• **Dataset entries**
______________________________

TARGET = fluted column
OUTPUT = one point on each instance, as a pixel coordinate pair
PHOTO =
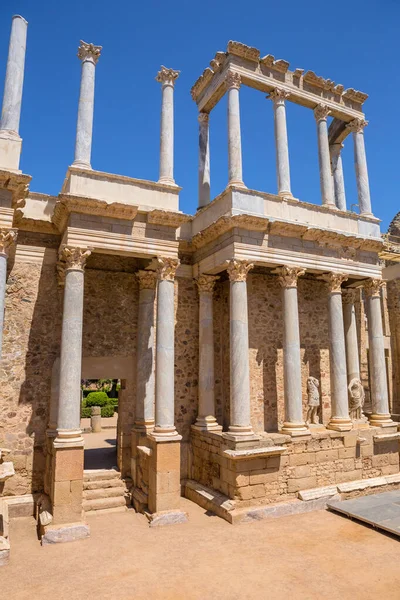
(204, 160)
(240, 421)
(340, 420)
(350, 334)
(206, 415)
(294, 422)
(165, 341)
(89, 55)
(11, 110)
(7, 239)
(337, 174)
(145, 359)
(278, 97)
(378, 378)
(232, 83)
(167, 78)
(360, 160)
(321, 113)
(68, 419)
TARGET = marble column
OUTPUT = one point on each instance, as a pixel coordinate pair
(378, 379)
(340, 419)
(206, 420)
(337, 174)
(204, 160)
(165, 342)
(145, 360)
(360, 161)
(240, 421)
(350, 334)
(321, 113)
(7, 238)
(11, 110)
(232, 84)
(69, 407)
(278, 97)
(167, 78)
(89, 55)
(294, 422)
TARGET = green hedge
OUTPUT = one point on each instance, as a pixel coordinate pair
(107, 411)
(97, 399)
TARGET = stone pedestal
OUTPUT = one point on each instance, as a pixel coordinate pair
(340, 419)
(89, 55)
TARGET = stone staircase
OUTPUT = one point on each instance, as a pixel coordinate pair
(105, 491)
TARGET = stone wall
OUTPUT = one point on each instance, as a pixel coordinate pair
(324, 459)
(32, 334)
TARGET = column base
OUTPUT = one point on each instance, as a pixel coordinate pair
(207, 424)
(81, 164)
(340, 424)
(240, 434)
(166, 517)
(295, 429)
(376, 420)
(69, 532)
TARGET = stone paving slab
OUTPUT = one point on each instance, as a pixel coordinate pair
(380, 510)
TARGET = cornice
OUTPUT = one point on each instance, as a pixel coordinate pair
(68, 204)
(167, 218)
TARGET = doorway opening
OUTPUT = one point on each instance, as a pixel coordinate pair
(99, 422)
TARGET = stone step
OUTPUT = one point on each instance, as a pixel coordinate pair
(100, 474)
(102, 484)
(110, 492)
(104, 511)
(102, 503)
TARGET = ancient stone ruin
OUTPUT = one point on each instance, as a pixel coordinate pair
(252, 339)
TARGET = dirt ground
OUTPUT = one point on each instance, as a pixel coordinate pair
(302, 557)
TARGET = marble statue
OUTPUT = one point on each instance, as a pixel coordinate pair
(313, 401)
(356, 398)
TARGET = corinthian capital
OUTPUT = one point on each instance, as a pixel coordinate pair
(288, 276)
(334, 281)
(321, 112)
(147, 280)
(372, 288)
(89, 52)
(206, 283)
(7, 238)
(238, 269)
(74, 258)
(167, 267)
(167, 76)
(357, 125)
(278, 96)
(232, 80)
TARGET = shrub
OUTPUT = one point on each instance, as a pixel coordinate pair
(97, 399)
(107, 411)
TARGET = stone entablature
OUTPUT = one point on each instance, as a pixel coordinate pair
(265, 74)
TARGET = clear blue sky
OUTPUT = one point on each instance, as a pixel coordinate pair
(353, 42)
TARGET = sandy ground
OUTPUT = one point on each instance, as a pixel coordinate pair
(302, 557)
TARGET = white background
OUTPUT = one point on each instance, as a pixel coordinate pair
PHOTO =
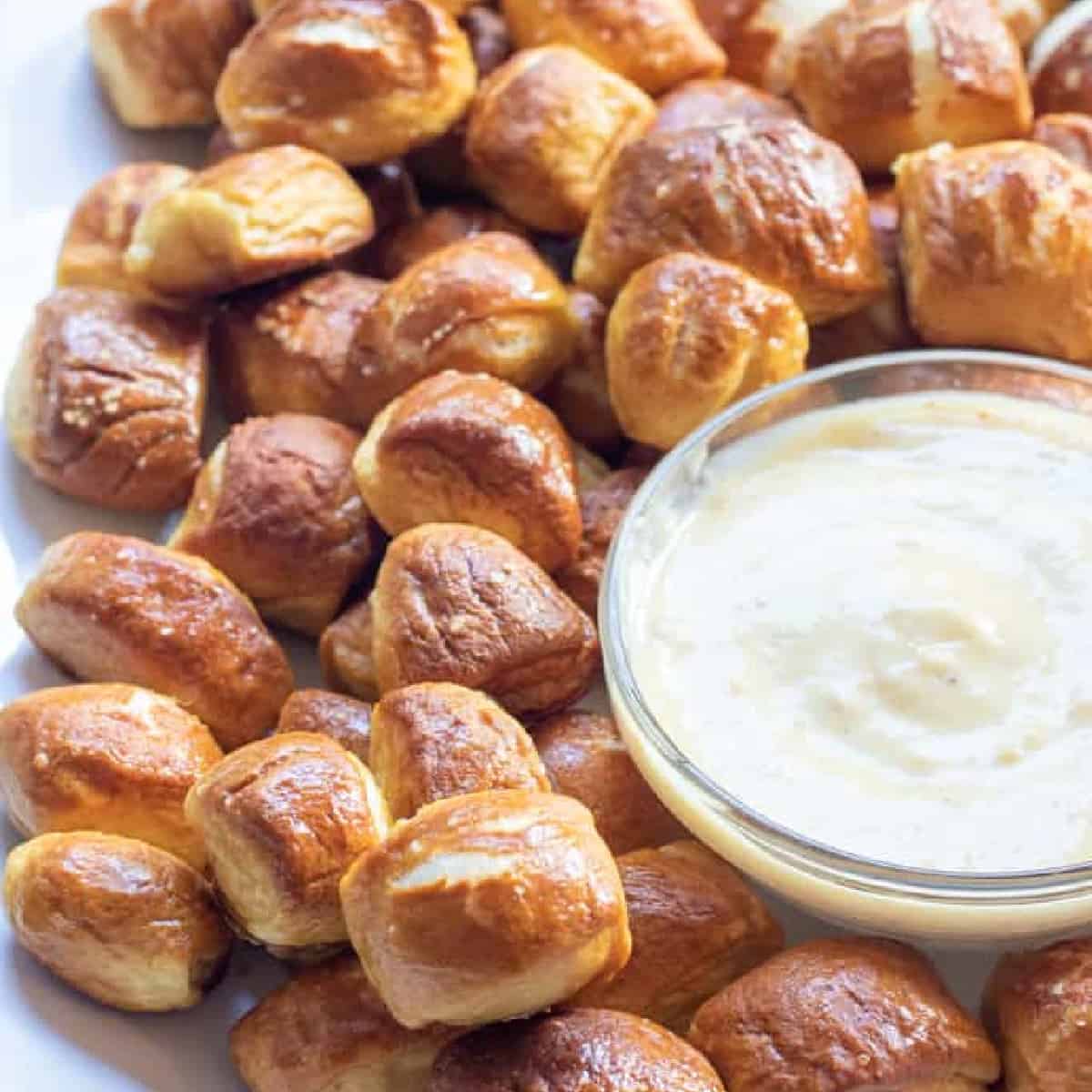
(56, 139)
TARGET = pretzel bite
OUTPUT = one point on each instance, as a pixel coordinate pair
(769, 196)
(486, 304)
(249, 217)
(486, 906)
(1070, 135)
(110, 609)
(496, 622)
(887, 76)
(128, 924)
(687, 337)
(585, 758)
(578, 393)
(1026, 17)
(106, 399)
(997, 248)
(442, 164)
(696, 925)
(602, 508)
(284, 349)
(158, 60)
(397, 250)
(327, 1029)
(700, 103)
(760, 37)
(110, 758)
(472, 449)
(278, 511)
(437, 740)
(576, 1051)
(656, 44)
(1038, 1010)
(360, 81)
(344, 720)
(884, 326)
(101, 227)
(282, 819)
(845, 1015)
(345, 653)
(544, 130)
(1060, 64)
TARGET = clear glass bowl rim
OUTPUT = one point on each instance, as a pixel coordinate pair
(867, 874)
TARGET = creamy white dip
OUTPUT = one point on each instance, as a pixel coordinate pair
(873, 625)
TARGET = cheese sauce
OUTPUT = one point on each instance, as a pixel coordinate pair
(873, 625)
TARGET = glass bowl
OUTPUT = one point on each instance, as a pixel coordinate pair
(857, 893)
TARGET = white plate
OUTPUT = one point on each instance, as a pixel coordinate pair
(56, 139)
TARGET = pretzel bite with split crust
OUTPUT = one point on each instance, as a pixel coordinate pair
(486, 906)
(278, 511)
(656, 44)
(1038, 1010)
(696, 925)
(158, 60)
(460, 604)
(108, 758)
(997, 248)
(101, 227)
(760, 37)
(472, 449)
(486, 304)
(282, 819)
(576, 1051)
(128, 924)
(345, 720)
(284, 349)
(248, 218)
(345, 653)
(884, 326)
(110, 609)
(360, 81)
(397, 250)
(887, 76)
(849, 1015)
(544, 130)
(106, 399)
(1060, 63)
(585, 758)
(437, 740)
(327, 1029)
(689, 336)
(768, 196)
(602, 508)
(700, 103)
(1069, 135)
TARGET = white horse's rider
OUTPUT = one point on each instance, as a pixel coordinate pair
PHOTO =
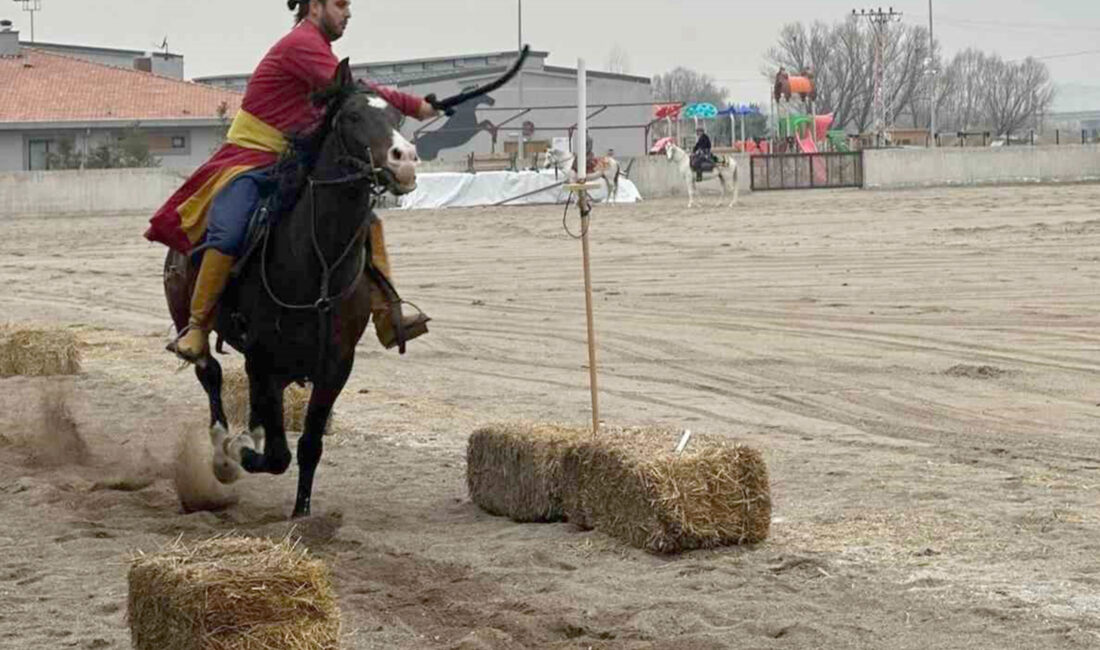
(213, 206)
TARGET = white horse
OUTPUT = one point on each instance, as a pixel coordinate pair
(724, 166)
(606, 167)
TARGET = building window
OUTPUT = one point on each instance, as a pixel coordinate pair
(167, 143)
(37, 154)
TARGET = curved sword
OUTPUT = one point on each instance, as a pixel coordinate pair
(447, 106)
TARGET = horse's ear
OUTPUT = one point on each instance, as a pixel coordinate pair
(343, 77)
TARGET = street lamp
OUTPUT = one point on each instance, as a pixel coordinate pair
(519, 50)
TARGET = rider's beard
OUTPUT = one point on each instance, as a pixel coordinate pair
(332, 29)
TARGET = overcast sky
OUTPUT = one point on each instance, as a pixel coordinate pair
(725, 39)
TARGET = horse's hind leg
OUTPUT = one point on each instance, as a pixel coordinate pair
(311, 443)
(209, 374)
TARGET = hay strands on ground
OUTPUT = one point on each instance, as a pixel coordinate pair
(234, 393)
(232, 593)
(633, 484)
(39, 352)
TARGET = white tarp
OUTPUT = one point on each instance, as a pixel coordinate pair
(488, 188)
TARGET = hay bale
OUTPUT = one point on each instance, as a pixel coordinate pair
(516, 470)
(631, 484)
(232, 593)
(39, 352)
(235, 400)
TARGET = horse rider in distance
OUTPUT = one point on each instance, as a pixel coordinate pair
(702, 160)
(213, 207)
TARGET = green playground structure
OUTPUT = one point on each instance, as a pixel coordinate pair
(838, 141)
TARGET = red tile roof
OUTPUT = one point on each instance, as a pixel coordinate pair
(46, 87)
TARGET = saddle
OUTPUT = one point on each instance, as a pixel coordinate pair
(703, 162)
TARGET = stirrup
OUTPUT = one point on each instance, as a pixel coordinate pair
(174, 348)
(418, 328)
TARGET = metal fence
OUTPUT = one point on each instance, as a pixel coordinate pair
(807, 171)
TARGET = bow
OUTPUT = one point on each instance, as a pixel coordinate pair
(447, 106)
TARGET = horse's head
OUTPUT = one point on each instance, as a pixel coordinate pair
(369, 130)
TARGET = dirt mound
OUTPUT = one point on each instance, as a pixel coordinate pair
(976, 372)
(193, 474)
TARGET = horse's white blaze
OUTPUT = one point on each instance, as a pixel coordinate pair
(682, 162)
(224, 469)
(402, 143)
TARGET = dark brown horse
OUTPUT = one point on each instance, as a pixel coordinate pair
(300, 301)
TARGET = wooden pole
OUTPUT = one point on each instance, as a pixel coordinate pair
(582, 171)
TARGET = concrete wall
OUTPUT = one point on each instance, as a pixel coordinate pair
(94, 191)
(545, 88)
(898, 168)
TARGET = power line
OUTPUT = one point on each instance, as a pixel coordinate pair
(1034, 26)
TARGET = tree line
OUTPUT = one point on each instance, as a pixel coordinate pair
(971, 91)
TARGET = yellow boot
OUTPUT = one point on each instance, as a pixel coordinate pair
(213, 273)
(385, 307)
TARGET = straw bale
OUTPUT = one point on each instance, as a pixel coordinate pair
(515, 470)
(232, 593)
(234, 398)
(631, 484)
(39, 352)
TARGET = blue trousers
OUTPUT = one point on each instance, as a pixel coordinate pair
(232, 209)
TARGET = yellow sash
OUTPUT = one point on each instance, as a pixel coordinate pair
(251, 132)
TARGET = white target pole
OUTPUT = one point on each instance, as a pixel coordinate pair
(582, 172)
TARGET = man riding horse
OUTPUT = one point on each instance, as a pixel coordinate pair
(702, 160)
(210, 212)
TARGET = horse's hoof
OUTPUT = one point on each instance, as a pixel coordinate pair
(259, 438)
(224, 470)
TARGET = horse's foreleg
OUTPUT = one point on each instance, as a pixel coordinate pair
(311, 443)
(209, 375)
(263, 449)
(737, 188)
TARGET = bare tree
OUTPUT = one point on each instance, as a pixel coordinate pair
(975, 91)
(618, 61)
(842, 59)
(689, 86)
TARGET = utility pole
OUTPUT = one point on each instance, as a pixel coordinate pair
(932, 77)
(879, 20)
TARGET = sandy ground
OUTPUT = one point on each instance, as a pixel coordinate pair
(920, 368)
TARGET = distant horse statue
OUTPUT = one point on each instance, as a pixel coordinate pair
(787, 86)
(300, 300)
(725, 171)
(605, 167)
(457, 131)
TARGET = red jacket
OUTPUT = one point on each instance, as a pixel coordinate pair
(278, 95)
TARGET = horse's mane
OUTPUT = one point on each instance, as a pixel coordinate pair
(293, 168)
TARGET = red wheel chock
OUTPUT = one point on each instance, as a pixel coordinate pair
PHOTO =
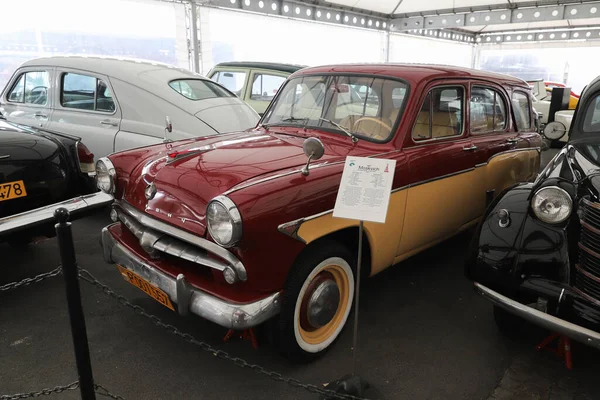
(563, 348)
(246, 334)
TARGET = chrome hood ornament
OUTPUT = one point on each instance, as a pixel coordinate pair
(150, 191)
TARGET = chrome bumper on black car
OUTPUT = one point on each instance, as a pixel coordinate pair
(45, 214)
(579, 333)
(190, 298)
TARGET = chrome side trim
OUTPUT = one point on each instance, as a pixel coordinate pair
(46, 214)
(190, 298)
(552, 323)
(207, 245)
(441, 177)
(538, 149)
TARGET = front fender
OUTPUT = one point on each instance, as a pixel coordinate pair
(503, 257)
(494, 251)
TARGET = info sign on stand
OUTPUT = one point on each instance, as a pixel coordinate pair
(364, 195)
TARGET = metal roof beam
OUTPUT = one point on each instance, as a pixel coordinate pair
(313, 11)
(545, 35)
(516, 14)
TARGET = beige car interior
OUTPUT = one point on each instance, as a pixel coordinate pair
(378, 126)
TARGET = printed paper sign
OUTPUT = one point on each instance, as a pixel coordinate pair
(365, 189)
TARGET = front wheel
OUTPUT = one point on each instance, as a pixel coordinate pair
(317, 300)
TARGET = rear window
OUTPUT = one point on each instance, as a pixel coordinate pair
(198, 89)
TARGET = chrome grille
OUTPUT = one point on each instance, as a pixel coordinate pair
(587, 272)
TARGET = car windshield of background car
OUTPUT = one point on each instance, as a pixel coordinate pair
(368, 107)
(198, 89)
(591, 119)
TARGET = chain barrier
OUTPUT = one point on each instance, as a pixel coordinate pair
(43, 392)
(88, 277)
(29, 281)
(101, 390)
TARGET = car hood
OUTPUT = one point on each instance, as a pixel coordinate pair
(20, 144)
(227, 114)
(189, 175)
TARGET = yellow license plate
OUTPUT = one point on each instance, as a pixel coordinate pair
(12, 190)
(146, 287)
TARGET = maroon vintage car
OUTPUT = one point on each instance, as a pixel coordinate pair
(238, 228)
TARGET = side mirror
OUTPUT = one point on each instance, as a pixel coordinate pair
(168, 129)
(313, 149)
(538, 122)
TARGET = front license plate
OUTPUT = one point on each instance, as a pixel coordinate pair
(12, 190)
(146, 287)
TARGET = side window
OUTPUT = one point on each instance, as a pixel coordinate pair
(265, 86)
(441, 114)
(234, 81)
(85, 92)
(31, 88)
(522, 110)
(488, 111)
(591, 119)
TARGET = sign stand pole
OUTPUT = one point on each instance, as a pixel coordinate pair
(363, 195)
(356, 297)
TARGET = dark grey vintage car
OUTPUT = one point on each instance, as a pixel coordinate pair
(41, 171)
(536, 254)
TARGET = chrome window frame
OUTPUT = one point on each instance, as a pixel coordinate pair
(463, 130)
(16, 80)
(506, 124)
(60, 77)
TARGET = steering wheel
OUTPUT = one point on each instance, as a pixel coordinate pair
(39, 99)
(380, 122)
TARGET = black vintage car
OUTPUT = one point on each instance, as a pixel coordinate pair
(536, 253)
(41, 171)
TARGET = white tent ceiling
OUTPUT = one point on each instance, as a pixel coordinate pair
(412, 8)
(396, 7)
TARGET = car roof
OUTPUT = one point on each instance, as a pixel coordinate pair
(263, 65)
(120, 68)
(153, 77)
(414, 72)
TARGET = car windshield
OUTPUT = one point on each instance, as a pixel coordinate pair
(367, 107)
(198, 89)
(591, 118)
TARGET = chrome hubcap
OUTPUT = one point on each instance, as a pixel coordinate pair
(323, 303)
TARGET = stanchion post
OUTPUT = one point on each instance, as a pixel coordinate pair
(356, 297)
(78, 330)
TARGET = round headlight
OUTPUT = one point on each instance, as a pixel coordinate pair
(555, 130)
(552, 204)
(224, 221)
(105, 175)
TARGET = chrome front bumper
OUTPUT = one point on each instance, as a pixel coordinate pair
(46, 214)
(189, 298)
(554, 324)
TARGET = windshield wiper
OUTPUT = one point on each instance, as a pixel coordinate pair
(346, 131)
(289, 119)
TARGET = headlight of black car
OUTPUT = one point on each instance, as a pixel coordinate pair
(106, 176)
(552, 204)
(224, 221)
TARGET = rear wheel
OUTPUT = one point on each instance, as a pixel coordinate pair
(317, 300)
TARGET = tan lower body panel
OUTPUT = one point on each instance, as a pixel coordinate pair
(423, 215)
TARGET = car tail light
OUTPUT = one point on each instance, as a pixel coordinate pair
(86, 159)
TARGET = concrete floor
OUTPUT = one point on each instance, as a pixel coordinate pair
(424, 334)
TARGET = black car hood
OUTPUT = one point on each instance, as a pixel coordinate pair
(20, 143)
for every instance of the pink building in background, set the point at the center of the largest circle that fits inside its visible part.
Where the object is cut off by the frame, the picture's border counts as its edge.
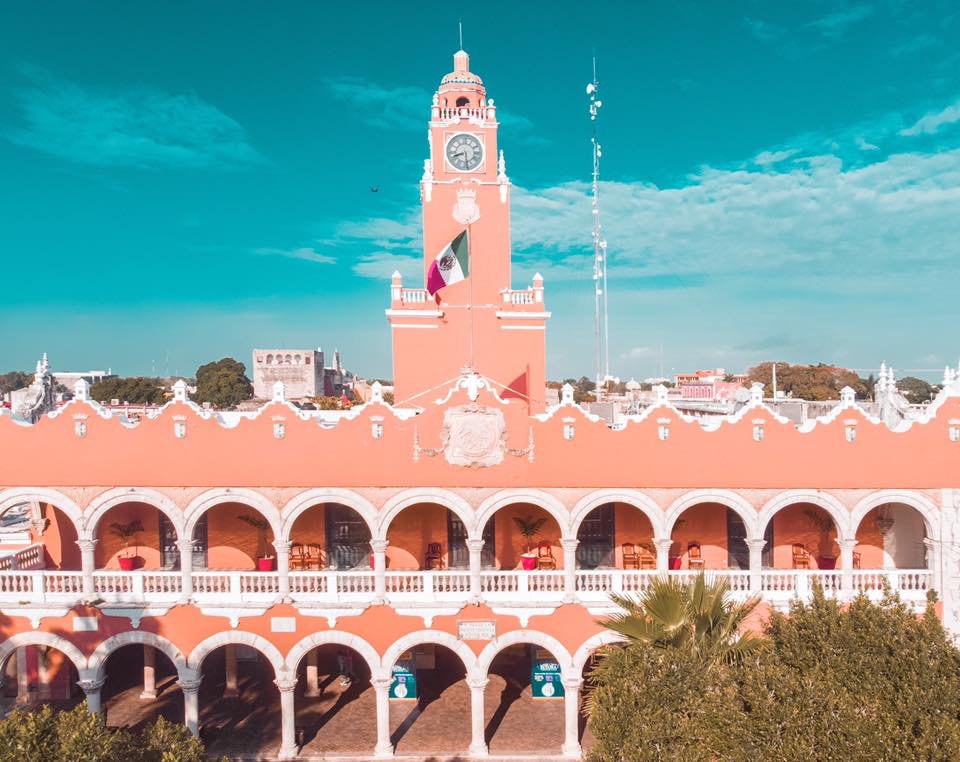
(273, 543)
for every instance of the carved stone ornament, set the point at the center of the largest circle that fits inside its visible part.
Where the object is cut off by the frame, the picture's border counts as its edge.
(474, 435)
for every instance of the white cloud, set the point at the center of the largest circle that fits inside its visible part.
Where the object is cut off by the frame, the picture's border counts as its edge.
(933, 121)
(306, 253)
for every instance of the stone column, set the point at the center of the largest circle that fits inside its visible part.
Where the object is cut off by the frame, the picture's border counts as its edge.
(846, 565)
(91, 688)
(476, 566)
(478, 741)
(87, 565)
(283, 567)
(230, 670)
(571, 716)
(756, 565)
(149, 673)
(382, 687)
(663, 545)
(186, 568)
(380, 570)
(190, 686)
(313, 674)
(288, 717)
(569, 546)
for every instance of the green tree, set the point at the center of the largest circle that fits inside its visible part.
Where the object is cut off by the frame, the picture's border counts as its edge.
(137, 390)
(224, 383)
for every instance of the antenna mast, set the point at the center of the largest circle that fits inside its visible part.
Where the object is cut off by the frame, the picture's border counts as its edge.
(601, 329)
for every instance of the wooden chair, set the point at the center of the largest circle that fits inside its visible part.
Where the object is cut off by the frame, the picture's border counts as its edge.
(647, 556)
(434, 557)
(801, 559)
(694, 556)
(545, 559)
(298, 559)
(630, 558)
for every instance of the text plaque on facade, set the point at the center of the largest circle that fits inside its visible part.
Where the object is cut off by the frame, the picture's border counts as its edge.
(477, 629)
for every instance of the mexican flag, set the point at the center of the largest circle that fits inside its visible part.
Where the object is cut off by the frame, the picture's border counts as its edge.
(451, 266)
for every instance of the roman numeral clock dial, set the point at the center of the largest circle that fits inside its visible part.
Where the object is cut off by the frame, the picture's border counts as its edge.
(464, 152)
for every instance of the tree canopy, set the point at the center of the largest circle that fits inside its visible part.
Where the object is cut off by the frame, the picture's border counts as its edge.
(137, 390)
(223, 384)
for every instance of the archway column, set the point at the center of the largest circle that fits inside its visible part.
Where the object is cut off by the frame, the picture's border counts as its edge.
(381, 686)
(663, 545)
(379, 569)
(87, 565)
(288, 717)
(190, 687)
(569, 545)
(91, 689)
(478, 741)
(476, 562)
(571, 716)
(756, 564)
(186, 567)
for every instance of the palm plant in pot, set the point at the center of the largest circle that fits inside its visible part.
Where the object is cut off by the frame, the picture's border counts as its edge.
(529, 528)
(125, 532)
(264, 562)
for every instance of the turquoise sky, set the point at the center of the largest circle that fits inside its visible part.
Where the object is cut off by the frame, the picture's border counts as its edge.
(184, 181)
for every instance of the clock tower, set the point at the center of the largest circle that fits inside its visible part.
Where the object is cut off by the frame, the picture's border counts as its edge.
(479, 323)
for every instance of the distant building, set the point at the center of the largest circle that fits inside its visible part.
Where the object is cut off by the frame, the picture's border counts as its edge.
(302, 372)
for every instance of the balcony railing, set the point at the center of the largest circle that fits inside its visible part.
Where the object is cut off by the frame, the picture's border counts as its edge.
(497, 587)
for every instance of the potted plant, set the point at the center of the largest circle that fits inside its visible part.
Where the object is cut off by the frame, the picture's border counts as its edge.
(529, 528)
(126, 532)
(264, 562)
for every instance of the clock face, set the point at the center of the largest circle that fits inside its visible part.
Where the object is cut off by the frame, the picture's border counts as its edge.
(464, 152)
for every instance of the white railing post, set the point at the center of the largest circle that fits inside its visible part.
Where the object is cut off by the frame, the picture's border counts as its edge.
(569, 545)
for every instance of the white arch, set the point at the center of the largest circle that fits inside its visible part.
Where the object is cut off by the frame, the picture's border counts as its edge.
(306, 500)
(238, 637)
(16, 495)
(591, 644)
(433, 637)
(723, 496)
(409, 497)
(98, 659)
(40, 638)
(114, 497)
(537, 497)
(248, 497)
(837, 510)
(921, 503)
(634, 498)
(337, 637)
(516, 637)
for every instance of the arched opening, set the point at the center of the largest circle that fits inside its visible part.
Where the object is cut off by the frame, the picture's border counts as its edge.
(429, 702)
(523, 702)
(524, 536)
(330, 536)
(233, 536)
(239, 703)
(133, 536)
(709, 536)
(616, 536)
(141, 685)
(427, 536)
(38, 674)
(801, 536)
(891, 536)
(336, 706)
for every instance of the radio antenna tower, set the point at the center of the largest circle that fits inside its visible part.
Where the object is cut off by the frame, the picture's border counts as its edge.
(601, 328)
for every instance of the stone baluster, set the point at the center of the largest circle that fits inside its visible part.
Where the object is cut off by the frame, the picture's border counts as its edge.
(478, 741)
(288, 717)
(381, 686)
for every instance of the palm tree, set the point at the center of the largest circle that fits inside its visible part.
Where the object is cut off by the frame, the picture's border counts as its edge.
(698, 616)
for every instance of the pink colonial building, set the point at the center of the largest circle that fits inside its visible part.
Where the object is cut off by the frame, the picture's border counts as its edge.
(456, 548)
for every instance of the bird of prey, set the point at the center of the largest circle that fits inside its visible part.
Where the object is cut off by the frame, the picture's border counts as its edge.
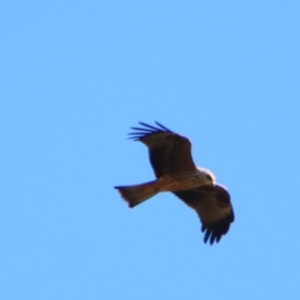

______________________________

• **Task**
From the data above, copy out every line with the string "white" in it.

• **Answer to this task**
TARGET = white background
TARGET = creamy white dip
TARGET = white plate
TARGET = white horse's rider
TARGET = white horse
TARGET = white tarp
TARGET = horse's white blaze
TARGET = white target pole
TARGET = white tent ceiling
for every instance of the white cloud, set the point at the center of the largest circle that fits inside its visible part.
for every instance of the white railing post, set the point at the center of the largest circle that fits inside its visible part.
for every instance of the white arch, set the point at the center of the largest circle that fits inside its visible part.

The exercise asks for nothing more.